▶ _TRY IT_: Reproduce exactly the span of lines that opens with the line containing "Every instance of the distant tree line" and closes with the last line of the entries below.

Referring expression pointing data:
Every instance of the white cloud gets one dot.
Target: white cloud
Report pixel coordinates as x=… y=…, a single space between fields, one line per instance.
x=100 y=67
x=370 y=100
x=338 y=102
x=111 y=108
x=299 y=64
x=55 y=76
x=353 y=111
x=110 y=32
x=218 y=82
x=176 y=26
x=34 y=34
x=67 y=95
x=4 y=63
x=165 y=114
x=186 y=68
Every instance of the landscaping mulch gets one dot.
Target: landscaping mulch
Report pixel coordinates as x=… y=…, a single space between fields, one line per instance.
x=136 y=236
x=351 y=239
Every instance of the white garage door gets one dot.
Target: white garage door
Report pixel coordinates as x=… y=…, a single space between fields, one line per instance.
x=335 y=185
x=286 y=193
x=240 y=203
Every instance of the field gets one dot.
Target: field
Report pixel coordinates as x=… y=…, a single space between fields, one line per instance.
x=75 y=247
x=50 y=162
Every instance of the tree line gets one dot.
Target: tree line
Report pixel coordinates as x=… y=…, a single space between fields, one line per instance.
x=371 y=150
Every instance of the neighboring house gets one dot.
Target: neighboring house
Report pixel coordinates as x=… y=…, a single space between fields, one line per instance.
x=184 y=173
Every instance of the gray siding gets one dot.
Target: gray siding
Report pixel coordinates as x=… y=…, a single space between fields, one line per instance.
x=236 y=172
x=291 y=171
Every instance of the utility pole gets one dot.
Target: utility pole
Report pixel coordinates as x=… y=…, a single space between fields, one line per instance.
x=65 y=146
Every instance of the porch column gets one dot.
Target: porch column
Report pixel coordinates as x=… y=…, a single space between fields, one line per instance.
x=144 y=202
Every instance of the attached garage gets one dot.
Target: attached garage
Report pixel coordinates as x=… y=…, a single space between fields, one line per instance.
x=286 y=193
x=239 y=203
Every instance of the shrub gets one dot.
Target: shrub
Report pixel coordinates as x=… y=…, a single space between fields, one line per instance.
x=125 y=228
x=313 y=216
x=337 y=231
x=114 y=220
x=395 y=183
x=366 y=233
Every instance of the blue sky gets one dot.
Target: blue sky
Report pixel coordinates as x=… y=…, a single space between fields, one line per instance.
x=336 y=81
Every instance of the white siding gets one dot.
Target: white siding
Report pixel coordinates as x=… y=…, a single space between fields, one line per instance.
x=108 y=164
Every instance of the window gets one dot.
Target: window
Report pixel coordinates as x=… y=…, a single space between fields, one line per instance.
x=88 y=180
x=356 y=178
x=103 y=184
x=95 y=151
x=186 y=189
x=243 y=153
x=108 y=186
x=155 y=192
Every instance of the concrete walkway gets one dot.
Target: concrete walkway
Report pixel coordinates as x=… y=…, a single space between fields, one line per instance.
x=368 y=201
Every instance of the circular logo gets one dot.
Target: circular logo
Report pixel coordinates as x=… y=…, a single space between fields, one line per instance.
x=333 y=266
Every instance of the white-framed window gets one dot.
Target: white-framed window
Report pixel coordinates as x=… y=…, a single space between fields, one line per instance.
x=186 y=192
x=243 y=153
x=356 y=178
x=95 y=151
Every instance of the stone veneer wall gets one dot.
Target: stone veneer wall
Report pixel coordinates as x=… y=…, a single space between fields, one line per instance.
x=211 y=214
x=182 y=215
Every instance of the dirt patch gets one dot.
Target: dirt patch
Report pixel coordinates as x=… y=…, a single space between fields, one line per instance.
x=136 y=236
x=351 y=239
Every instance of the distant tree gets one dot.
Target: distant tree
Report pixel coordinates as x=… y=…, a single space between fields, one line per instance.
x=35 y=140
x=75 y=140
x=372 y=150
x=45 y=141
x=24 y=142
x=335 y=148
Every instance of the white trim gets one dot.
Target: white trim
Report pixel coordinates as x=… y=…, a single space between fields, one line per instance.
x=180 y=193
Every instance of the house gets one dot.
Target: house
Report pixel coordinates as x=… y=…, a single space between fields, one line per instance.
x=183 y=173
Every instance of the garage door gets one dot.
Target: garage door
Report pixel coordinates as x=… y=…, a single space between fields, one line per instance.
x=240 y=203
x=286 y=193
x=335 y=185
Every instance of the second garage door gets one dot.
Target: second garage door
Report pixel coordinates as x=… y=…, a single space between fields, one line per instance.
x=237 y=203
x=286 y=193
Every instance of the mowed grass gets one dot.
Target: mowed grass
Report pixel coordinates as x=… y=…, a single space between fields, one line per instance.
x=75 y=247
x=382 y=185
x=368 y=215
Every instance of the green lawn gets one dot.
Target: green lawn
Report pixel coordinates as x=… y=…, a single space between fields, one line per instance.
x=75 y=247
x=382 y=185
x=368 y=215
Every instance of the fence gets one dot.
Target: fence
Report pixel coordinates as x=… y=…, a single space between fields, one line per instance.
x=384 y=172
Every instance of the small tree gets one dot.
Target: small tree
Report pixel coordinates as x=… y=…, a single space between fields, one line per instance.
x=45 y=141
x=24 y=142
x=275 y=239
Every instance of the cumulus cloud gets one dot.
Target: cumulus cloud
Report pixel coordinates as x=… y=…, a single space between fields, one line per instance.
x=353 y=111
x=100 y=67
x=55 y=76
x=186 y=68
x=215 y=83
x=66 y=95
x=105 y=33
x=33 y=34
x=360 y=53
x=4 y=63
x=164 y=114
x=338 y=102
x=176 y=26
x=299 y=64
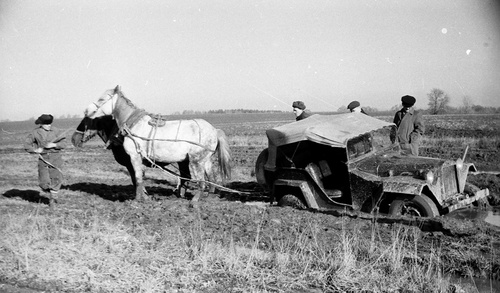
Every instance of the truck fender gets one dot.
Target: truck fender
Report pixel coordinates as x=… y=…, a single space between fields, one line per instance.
x=305 y=188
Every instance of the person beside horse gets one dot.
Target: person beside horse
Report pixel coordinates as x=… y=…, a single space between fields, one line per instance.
x=47 y=142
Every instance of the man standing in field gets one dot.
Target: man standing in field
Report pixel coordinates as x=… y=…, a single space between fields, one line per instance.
x=410 y=126
x=47 y=142
x=355 y=107
x=299 y=109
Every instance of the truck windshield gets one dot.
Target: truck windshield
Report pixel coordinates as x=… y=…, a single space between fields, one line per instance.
x=375 y=141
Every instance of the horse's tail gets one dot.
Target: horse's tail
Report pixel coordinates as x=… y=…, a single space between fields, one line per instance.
x=224 y=155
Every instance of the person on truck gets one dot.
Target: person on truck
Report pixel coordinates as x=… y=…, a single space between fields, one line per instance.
x=299 y=109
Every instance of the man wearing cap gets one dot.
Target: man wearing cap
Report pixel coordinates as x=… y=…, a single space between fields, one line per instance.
x=410 y=126
x=47 y=142
x=355 y=107
x=299 y=109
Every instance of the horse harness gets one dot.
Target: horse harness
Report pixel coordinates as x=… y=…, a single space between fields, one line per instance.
x=155 y=122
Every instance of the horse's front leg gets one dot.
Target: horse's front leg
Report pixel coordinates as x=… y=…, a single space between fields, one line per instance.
x=136 y=161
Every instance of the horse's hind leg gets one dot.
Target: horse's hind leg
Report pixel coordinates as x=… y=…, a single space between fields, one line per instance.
x=140 y=193
x=198 y=174
x=184 y=173
x=210 y=175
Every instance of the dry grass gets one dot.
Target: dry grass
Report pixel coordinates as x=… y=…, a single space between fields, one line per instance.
x=90 y=252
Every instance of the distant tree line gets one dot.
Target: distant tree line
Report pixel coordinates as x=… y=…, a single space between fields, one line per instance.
x=438 y=103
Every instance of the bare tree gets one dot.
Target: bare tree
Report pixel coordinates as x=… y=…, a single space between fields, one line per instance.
x=438 y=101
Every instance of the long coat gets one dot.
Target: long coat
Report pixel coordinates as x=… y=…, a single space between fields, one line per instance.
x=410 y=129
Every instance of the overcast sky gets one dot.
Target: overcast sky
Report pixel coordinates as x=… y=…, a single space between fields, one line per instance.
x=58 y=56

▶ _ANSWER SPACE_:
Every instance of the distant tree line gets one dot.
Target: distant tree line
Report pixel coordinates as x=… y=…, a single space between fields, one line per instance.
x=438 y=103
Every instance of the bare tree gets one dot.
Target: bare tree
Report pixel coordinates as x=… y=…, a single space between fields, one line per instance.
x=438 y=101
Every instance of the long coat gets one dot.
Target: long coat
Report pixel coordinates as x=… y=…, a single space between fields, one line per instance.
x=410 y=129
Every instance of the overcast sky gets one dot.
Target: overcast sky
Report pixel coordinates as x=… y=…, a single space between fields, one line per instance.
x=58 y=56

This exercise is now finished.